WORK REQUEST
How would you translate this sentence from the bioactive glass abstract into Spanish: "Cell adhesion strength increased linearly with adsorbed Fn surface density."

TEXT UNDER STUDY
########################################

Abstract

Bioactive glasses and ceramics enhance bone formation and bond directly to bone, and have emerged as promising substrates for bone tissue engineering applications. Bone bioactivity involves physicochemical surface reactions and cellular events, including cell attachment to adsorbed extracellular matrix proteins. The effects of fibronectin (Fn) adsorption and glass surface reaction stage on the attachment of osteoblast-like cells (ROS 17/2.8) to bioactive glass were analyzed. Bioactive glass disks were pretreated in a simulated physiologic solution to produce three reaction layers: unreacted glass (BG0), amorphous calcium phosphate (BG1d), and carbonated hydroxyapatite (BG7d). Synthetic hydroxyapatite (sHA) and nonreactive borosilicate glass (CG) were used as controls. A spinning disk device which applied a linear range of forces to attached cells while maintaining uniform chemical conditions at the interface was used to quantify cell adhesion. The number of adherent cells decreased in a sigmoidal fashion with applied force, and the resulting detachment profile provided measurements of adhesion strength. For the same amount of adsorbed Fn, cell adhesion was higher on surface-reacted bioactive glasses (BG1d and BG7d) than on BG0, CG, and sHA. For all substrates, cell attachment was primarily mediated by the RGD binding site of Fn, as demonstrated by blocking experiments with antibodies and RGD peptides. Cell adhesion strength increased linearly with adsorbed Fn surface density. Analysis of this fundamental relationship revealed that improved adhesion to reacted bioactive glasses resulted from enhanced cell receptor-Fn interactions, suggesting substrate-dependent conformational changes in the adsorbed Fn.

########################################

DATA LISTING
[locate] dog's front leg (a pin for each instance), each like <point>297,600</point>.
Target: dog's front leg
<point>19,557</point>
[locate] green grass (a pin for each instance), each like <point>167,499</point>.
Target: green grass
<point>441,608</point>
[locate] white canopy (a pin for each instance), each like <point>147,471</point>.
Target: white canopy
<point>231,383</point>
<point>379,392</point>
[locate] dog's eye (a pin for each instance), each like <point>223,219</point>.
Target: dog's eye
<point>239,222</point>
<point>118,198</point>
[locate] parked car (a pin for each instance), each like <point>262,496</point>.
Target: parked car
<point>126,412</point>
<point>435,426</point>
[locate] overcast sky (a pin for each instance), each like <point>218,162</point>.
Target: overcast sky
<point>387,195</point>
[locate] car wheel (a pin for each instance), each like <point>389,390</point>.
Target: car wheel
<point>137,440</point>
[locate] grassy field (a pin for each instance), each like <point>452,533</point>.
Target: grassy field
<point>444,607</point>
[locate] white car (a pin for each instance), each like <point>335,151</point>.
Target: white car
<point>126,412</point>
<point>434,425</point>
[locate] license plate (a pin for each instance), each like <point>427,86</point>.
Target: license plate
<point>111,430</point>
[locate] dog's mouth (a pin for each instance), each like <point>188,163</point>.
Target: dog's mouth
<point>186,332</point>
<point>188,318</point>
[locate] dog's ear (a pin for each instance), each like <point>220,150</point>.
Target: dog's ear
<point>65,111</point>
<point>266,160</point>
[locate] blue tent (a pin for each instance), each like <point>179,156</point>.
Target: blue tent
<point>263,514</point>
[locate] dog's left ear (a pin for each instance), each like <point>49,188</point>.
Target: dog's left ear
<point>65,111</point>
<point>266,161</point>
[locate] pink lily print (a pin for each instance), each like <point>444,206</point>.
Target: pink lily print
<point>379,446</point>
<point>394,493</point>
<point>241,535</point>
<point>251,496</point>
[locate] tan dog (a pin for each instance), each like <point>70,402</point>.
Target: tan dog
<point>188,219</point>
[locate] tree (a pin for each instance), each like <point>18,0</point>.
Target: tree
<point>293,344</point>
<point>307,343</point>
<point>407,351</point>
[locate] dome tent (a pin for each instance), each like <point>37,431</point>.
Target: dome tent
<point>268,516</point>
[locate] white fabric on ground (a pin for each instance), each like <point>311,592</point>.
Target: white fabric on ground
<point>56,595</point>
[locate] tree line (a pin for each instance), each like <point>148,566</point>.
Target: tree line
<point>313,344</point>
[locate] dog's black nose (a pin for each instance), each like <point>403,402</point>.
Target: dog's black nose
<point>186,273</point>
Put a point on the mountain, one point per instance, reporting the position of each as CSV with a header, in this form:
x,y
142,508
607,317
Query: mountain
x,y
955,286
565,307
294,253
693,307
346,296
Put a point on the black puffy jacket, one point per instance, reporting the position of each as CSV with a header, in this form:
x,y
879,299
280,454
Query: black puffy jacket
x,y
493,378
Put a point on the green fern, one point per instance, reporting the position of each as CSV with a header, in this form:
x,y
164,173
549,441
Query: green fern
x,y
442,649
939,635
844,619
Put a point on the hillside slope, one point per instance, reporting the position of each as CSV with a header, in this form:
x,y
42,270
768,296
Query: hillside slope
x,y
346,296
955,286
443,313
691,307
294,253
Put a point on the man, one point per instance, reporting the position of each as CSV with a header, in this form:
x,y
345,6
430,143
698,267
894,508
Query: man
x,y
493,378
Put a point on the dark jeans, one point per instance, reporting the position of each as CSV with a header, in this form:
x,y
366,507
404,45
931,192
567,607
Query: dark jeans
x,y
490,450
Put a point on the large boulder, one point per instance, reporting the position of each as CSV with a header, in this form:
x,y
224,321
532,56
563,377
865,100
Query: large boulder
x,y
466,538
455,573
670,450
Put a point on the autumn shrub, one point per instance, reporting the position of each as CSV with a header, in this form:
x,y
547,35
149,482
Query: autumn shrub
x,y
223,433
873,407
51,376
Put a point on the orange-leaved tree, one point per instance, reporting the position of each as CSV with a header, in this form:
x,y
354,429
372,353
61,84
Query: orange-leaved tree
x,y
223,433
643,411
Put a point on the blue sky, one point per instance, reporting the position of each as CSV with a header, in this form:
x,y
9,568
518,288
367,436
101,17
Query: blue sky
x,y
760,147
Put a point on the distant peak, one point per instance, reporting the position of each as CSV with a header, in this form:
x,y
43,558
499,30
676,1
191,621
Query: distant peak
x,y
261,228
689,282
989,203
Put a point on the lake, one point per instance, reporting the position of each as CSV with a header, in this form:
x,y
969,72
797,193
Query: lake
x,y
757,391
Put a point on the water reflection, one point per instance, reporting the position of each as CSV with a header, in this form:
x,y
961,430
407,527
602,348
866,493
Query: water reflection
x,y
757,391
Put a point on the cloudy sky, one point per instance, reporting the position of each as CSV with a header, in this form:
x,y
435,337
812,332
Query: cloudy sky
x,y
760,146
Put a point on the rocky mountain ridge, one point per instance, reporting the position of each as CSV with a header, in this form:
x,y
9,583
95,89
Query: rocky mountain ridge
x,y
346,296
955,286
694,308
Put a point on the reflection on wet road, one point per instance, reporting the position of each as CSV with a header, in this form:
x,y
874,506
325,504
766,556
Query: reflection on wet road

########################################

ANSWER TO THIS EXERCISE
La fuerza de adhesión celular aumentó linealmente con la densidad superficial de Fn adsorbida.